Written exercise 1: According to the geography vision text, which two of the five disciplinary concepts are highly distinctive and prominent in the school's planning and resourcing?
Written exercise 2: Write the next paragraph of the geography vision text, picking up after its final sentence.

Page text:
--- Start ---
Geography: Vision
GEOGRAPHY LEADER
Mr Taylor
'ALWAYS START WITH WHY'
What is Geography?
How do geographers work? What skills do they need and how do they think?
We have set out in these two website pages how we consider these questions with our children by mapping out and delivering a clear, consistent and challenging curriculum for our children to meet their needs. You can download copies of every central document at the base of the relevant pages (VISION or CURRICULUM OVERVIEW) in PDF format. The subject guide and policy itself can be found at the base of this page.
To take a look at our curriculum overview page CLICK HERE.
Our Vision For Geography
At Mayfield, we believe that a high quality geography education should inspire in pupils a curiosity and fascination about the world that will remain with them for the rest of their lives. We believe that there can be few things more fundamental than learning about the ‘earth as our home’ and our understanding of it. Geography, when taught well, should fascinate and inspire children and nourish curiosity. Geography also deepens understanding of many contemporary challenges – climate change, food security, energy choices. As a subject, it impacts upon every aspect of our children’s lives and plays a crucial role in developing caring and understanding citizens of tomorrow. It is a challenging but essential vision!
At Mayfield, we want children to realise that geography is about them, growing up in their world. We want to build on children’s interests and experiences but also find ways to challenge and excite them with content that might be beyond their immediate horizon or experiences. We carefully select projects which reflect the needs of our children - ones which, consider our unique locality and wider region, but also take them beyond the local area to explore the UK and the wider world, to develop a passion for learning so that they leave us excited about geography as a subject.
How We Plan For, And Teach, Geography
When planning our geography curriculum, we have thought about its distinctive character as a discipline and ensured that we have woven the concepts that are fundamental to geographical thinking into our curriculum. Skills needed to be a geographer are taught progressively. Concepts are built upon, learning is revisited and children’s locational and place knowledge is built on year on year and form a constant thread. Five disciplinary concepts form broader, recurring themes running through the studies - two of which (Fieldwork and Map Reading) are highly, distinctive and prominent within our planning and resourcing.
--- End ---
Data extract:
--- Start ---
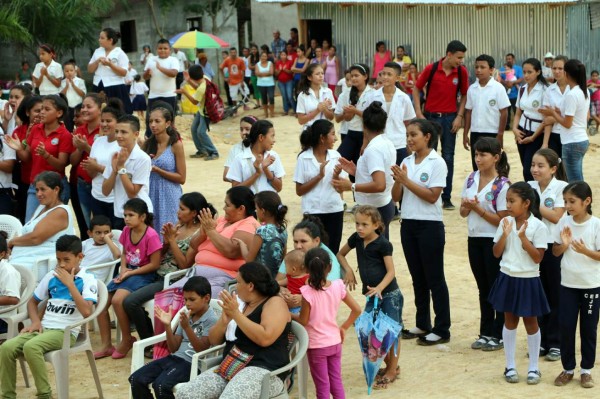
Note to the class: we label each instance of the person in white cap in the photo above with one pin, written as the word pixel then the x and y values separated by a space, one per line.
--- End ---
Written response 1: Fieldwork and Map Reading.

Written response 2:
Geography is taught through termly projects – children complete three units over a year. Teachers are clear about what they need children to learn and how this builds on prior learning. We draw on the expertise of The Geographical Association to ensure our units are well planned and use this organisation to develop our teachers’ subject knowledge and their ability to find and locate appropriate and quality supporting resources.
Fieldwork is a statutory part of the National Curriculum and is undertaken throughout our seven year journey. Our geography curriculum ensures children engage regularly with the outside world and develop skills in meaningful and current contexts. We make extensive use of our immediate and local area as it offers quite a unique combination of physical and human characteristics in its design. First hand experiences are really important for our children at Mayfield as many often lack that broader awareness of the world around them. Fieldwork ensures children are engaging with this wider world, managing risks, navigating real landscapes and gathering data for real purposes.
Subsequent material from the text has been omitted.